Somewhere after we reached cruising speed and got leveled off, and the seatbelt warning lights were off our primary spokesperson came on the plane speaker and explained what we all already knew but we had a few non-veteran passengers aboard to fill out the seats. Paraphrased..." When you're deployed, the one single thing troops and sailors looked forward to was mail call. Not as important nowadays since cell phones are available thru satellite tech, but in decades past, it was really important. In Vietnam, Korea, WW2 etc it could sometimes be weeks before mail caught up with you if your unit changed locations or you were moved from one company or battalion to another and that was one of the bright spots in my flying, we took mail to LZs and firebases any time we went. So, that announcement was the signal for our Austin guardians to get up and open some of the overhead storage doors. We were gonna have mail call!
They brought big Manilla envelopes with each of our names in magic marker. and handed them out. We each got one. Mine was filled with letters and cards from my family back in East Texas, my sisters, nieces, old neighbors. That's when I knew what my wife had wanted to use my phone for back in July and August and what he original contact lady had wanted to talk to her in private about... A conspiracy! My wife doesn't know how I keep names on my phone (usernames often) so she really couldn't contaxt all I have in my contacts so she missed the ones from here at PFF and my Marine pals from a different website.
It was a pretty emotional time, the plane got very quiet and once again, old men's eyes were misty. I was opening some from my nieces, and 2 of the guardians came back up to my row of seats, and just pointed at me. Almost accusatory like. Said one word. GREYBEARD!? "uh, yeah, some people know me by that name.." I kinda offered in my defense.... afraid they were fixing to throw me out onto the wing.
"Well, since we know your email begins with the word 'cowman', and you defitely have a grey beard, & looking at some of the addresses, this has to be yours"
She handed me another big FAT manila envelope with 'Greybeard' scrawled on it, stuffed full and I opened it. Love and support came flowing out of it. NThere wasn't much room cramped up in a plane seat but i reached in and pulled some out. The very first one I opened, was a home made card, 1/2 sheet of construction paper, folded in 1/2 to make a card, a hand drawn heart, crayon colored in on the front and the sweetest little note inside "Dear Mr Greybeard" it began, in a child's hand printing... "Thank you for all you have done for and to protect...." A 10 year old named Ollie with brown hair and loves softball..

================================

**Task requirements**
1. According to the mail call story, why did the narrator's wife miss the people from PFF and his Marine pals when she gathered his contacts?
2. Retype the part of the mail call story that opens with the words containing "They brought big" and closes with "a different website.".
Rely only on the mail call story to complete this work.

================================

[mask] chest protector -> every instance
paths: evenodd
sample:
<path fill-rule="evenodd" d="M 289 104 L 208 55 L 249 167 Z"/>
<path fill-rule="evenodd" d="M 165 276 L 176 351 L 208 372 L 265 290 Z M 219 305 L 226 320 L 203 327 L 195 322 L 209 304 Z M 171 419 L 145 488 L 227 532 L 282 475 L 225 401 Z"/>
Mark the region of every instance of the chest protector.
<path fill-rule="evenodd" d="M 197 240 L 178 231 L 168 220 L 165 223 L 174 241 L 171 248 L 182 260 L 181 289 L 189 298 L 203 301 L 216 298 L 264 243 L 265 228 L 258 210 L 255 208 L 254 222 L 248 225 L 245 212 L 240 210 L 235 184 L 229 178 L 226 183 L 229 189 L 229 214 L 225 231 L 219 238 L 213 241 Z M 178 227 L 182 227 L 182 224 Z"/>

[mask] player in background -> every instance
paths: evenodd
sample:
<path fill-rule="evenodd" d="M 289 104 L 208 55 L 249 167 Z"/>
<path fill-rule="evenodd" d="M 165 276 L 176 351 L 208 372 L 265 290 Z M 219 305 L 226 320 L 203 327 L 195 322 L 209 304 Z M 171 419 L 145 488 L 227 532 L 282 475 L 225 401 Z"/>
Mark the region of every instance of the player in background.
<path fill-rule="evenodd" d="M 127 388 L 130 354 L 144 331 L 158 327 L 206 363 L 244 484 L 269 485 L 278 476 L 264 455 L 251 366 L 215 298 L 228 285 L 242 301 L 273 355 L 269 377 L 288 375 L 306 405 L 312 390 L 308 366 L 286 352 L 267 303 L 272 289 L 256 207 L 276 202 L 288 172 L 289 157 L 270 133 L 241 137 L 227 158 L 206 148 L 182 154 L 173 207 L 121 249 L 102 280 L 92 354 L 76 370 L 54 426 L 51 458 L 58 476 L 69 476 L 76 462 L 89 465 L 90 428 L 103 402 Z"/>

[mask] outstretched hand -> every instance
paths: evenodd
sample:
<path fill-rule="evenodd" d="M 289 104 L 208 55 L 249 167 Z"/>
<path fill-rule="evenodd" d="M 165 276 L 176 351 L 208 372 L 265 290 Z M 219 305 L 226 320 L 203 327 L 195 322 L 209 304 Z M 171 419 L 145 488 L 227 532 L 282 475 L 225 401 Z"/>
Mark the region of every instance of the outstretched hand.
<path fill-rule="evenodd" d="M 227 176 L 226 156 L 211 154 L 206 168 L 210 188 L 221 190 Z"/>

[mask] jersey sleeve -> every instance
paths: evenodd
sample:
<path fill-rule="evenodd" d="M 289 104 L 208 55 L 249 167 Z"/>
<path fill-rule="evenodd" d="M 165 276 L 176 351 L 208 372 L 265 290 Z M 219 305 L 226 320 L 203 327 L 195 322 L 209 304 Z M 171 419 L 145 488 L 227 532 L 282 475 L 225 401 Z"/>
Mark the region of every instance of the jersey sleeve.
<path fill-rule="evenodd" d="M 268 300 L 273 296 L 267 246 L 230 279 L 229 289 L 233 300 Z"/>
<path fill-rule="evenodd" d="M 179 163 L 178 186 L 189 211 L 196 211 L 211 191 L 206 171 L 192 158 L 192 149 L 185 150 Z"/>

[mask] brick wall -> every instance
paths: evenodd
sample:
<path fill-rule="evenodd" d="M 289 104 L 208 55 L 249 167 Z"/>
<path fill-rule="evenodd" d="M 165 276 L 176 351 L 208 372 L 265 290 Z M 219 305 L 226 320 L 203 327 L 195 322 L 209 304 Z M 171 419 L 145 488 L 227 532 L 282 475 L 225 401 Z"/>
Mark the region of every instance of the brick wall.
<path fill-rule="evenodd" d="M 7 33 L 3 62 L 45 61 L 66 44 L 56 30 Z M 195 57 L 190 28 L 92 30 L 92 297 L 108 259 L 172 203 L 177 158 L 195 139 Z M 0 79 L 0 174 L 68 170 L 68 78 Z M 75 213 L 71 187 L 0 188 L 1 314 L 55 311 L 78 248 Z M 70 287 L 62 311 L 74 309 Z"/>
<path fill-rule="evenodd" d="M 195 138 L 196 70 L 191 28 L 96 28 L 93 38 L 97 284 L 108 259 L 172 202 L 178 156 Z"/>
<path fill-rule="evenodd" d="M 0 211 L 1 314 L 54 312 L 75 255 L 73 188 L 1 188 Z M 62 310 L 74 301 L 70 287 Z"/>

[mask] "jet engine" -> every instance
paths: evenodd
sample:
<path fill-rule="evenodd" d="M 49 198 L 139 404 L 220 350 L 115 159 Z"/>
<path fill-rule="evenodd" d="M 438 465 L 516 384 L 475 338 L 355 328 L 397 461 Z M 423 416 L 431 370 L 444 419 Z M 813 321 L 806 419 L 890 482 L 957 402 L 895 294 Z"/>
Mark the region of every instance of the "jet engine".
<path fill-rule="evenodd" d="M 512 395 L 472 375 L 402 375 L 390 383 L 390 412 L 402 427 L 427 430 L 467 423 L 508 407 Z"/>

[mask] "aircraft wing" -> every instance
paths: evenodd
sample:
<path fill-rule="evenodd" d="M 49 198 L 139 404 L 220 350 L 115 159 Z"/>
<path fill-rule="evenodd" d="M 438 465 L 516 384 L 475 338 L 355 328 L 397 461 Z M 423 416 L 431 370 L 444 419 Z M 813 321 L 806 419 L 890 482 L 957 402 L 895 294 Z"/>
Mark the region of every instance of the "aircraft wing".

================================

**Solutions in order**
1. She does not know how he keeps names on his phone, which are often usernames, so she could not reach everyone in his contacts. As a result, she missed the ones from PFF and his Marine pals from a different website.

2.
They brought big Manilla envelopes with each of our names in magic marker. and handed them out. We each got one. Mine was filled with letters and cards from my family back in East Texas, my sisters, nieces, old neighbors. That's when I knew what my wife had wanted to use my phone for back in July and August and what he original contact lady had wanted to talk to her in private about... A conspiracy! My wife doesn't know how I keep names on my phone (usernames often) so she really couldn't contaxt all I have in my contacts so she missed the ones from here at PFF and my Marine pals from a different website.